__Problem description__: Please rewrite the entries from the line containing "Locate the ceiling" through the end of the entries, substituting "Put a mark" for "Place a dot" and leaving everything else unchanged. Give only those lines.

--- Start ---

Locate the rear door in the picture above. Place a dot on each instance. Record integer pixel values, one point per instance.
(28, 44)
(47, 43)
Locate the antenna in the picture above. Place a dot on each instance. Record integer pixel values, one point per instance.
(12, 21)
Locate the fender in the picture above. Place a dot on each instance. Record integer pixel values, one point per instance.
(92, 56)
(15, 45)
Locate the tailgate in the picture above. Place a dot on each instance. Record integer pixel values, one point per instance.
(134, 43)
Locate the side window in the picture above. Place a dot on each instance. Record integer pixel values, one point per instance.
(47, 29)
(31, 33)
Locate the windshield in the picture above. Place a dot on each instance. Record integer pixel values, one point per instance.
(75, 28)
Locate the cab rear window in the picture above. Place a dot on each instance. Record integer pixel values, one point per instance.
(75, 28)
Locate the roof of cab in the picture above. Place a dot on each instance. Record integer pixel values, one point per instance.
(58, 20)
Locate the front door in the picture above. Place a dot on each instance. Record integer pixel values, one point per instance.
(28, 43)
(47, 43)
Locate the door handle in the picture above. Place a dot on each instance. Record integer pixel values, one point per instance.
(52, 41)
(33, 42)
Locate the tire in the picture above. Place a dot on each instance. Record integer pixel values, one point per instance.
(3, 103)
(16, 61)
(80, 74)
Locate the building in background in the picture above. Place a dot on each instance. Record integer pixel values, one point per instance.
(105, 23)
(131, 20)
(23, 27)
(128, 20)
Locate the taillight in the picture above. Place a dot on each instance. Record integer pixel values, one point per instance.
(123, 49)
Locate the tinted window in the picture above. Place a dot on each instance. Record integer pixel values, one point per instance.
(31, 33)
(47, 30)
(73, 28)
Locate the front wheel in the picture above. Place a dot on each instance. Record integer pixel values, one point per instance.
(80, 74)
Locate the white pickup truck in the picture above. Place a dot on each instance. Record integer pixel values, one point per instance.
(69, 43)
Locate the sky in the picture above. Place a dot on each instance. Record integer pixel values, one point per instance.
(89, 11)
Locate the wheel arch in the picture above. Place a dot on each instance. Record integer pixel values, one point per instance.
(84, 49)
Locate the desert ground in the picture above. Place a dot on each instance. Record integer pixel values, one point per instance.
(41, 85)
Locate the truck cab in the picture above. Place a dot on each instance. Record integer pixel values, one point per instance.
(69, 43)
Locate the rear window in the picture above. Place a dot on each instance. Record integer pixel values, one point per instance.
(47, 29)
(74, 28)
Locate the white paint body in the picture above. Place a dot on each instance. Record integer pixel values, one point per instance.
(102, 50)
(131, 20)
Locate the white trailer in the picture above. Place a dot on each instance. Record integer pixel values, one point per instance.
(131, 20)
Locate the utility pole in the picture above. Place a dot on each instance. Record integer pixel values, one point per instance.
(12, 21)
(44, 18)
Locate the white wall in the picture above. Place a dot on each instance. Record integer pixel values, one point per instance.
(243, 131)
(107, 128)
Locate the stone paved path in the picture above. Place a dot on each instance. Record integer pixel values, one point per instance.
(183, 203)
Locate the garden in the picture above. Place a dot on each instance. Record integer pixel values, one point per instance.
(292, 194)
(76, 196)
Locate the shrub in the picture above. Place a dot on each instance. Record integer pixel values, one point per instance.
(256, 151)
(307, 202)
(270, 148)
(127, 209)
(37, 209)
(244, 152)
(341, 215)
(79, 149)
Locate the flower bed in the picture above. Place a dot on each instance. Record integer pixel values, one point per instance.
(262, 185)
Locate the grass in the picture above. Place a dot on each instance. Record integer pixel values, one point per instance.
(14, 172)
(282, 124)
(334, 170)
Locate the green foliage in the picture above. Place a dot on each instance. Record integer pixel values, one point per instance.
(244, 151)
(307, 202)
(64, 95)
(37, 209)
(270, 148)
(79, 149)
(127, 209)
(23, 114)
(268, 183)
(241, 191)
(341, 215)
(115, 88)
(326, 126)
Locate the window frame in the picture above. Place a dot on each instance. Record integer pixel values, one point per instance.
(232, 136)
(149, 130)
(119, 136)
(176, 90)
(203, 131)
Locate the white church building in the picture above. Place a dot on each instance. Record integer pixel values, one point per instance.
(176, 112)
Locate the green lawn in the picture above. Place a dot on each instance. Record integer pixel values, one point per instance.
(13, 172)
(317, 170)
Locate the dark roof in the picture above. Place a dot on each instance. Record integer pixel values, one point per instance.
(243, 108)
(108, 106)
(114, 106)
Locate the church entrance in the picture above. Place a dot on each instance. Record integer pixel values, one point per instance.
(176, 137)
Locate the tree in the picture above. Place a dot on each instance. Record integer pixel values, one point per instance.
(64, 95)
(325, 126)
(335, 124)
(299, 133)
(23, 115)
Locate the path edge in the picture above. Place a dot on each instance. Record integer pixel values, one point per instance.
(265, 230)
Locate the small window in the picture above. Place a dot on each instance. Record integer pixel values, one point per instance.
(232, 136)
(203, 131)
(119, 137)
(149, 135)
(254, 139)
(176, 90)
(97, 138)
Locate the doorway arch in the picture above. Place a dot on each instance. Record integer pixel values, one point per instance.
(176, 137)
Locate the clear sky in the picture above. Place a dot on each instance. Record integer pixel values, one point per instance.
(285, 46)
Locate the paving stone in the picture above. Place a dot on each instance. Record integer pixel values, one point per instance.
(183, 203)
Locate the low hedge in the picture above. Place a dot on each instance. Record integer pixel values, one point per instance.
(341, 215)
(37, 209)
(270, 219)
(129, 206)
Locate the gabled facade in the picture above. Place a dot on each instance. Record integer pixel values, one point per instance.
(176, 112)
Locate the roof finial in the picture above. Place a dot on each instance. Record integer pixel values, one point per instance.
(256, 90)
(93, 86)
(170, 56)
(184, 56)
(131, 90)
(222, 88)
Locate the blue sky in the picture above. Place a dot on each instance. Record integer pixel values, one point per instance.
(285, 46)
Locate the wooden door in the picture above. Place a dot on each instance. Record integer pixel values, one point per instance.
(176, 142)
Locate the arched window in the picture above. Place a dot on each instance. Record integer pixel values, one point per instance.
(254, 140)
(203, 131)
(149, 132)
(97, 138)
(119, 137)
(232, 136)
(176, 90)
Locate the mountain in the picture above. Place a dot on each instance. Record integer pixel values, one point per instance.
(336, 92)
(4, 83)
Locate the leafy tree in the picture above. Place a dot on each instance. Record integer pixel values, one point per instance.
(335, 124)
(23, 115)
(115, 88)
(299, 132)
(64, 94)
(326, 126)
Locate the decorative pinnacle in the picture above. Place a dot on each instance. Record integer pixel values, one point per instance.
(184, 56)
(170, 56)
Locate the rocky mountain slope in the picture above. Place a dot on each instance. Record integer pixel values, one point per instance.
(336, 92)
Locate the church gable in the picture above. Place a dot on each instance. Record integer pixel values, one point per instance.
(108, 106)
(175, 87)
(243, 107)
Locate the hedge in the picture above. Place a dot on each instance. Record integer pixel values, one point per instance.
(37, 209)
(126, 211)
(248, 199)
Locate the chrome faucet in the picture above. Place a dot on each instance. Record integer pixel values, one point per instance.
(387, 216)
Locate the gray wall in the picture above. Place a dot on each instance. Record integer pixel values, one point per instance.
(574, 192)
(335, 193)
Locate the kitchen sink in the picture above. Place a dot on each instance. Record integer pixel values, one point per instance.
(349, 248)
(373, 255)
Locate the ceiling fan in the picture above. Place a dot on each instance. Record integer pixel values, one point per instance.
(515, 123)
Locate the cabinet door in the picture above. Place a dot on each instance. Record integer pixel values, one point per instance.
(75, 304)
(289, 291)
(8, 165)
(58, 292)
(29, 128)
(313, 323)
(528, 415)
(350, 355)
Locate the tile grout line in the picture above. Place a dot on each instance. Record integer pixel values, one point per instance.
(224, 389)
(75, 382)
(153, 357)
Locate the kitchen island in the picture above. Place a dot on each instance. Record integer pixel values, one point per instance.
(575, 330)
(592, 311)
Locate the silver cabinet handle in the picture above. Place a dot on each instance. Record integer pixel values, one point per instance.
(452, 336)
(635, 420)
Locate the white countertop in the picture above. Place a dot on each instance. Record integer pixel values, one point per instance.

--- End ---

__The result__:
Locate the ceiling fan in the picture above. Put a mark on each instance. Record integer pixel values, one point per instance.
(515, 123)
Locate the cabinet door in the picture above. Put a mark on each instance. Record integer pixel values, one point per instance.
(75, 304)
(289, 291)
(8, 165)
(58, 292)
(29, 128)
(313, 323)
(528, 415)
(350, 355)
Locate the tile grout line in the picture above. Put a mark on each instance. Record integer pixel values, one point per instance.
(224, 389)
(75, 382)
(153, 357)
Locate the kitchen island in the picture above. Put a mark on each instance. Record integer pixel values, one point per instance.
(575, 330)
(592, 311)
Locate the silver cabinet handle in the picture above. Put a mark on each instance. Record integer pixel values, one point per instance.
(452, 336)
(635, 420)
Locate the white countertop in the picture above. Put a mark on each instance. Record integer pixel values, one point per instance.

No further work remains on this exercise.